- Exercise details:
The entries below contain a line with "Target: parking lot" and a line with "Note: mark the blue". Quote exactly those two lines and all lines between them.

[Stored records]
%%
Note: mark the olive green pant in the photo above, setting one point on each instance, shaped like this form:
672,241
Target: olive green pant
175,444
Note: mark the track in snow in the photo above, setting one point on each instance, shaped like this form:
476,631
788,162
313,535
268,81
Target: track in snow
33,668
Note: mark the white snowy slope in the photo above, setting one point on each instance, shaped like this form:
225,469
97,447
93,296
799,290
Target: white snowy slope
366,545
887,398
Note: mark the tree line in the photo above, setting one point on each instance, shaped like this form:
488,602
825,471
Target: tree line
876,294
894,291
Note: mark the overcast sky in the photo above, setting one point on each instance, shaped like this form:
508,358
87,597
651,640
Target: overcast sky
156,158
%%
%%
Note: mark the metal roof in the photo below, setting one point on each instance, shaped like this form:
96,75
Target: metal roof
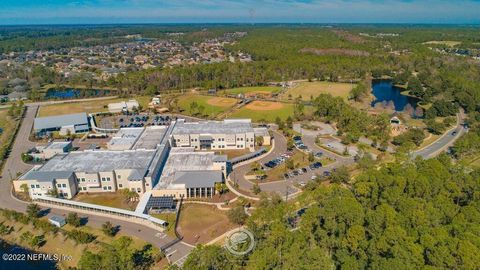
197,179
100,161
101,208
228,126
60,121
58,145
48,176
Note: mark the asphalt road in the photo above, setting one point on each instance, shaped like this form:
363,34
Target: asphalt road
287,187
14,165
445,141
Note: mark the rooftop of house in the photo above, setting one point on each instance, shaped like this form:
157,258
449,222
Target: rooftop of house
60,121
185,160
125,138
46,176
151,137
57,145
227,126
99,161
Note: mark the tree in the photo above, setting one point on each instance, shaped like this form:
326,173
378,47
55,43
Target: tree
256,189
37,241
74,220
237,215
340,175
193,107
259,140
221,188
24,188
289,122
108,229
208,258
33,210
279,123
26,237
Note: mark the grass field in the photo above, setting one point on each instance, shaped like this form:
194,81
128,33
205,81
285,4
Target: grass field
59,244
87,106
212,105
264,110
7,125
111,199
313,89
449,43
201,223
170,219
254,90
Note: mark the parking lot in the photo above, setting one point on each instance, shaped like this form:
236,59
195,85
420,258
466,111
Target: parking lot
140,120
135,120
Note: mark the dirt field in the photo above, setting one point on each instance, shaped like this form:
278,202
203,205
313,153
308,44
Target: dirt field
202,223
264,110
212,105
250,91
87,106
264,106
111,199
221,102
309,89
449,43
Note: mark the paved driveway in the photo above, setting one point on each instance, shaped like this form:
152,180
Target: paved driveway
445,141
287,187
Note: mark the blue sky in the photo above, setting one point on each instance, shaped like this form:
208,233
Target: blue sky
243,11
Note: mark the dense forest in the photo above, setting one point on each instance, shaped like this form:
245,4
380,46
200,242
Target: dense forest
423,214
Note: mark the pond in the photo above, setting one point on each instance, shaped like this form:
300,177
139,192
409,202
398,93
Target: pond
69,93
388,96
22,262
%%
- Exercise result:
Target: parking lot
140,120
135,120
Note: mark the dirt field in the photo above, setting one point on each instance, shaped like this form:
278,202
203,205
313,153
308,44
Target: dirt field
202,223
264,110
212,105
250,91
87,106
264,106
111,199
221,102
309,89
449,43
Note: mark the paved driveway in the photo above, setting one point on each instance, shaped like this form:
152,180
Target: paved driveway
445,141
287,187
Note: mark the blue sky in the photo above, setting one point on each instance, shaped like this form:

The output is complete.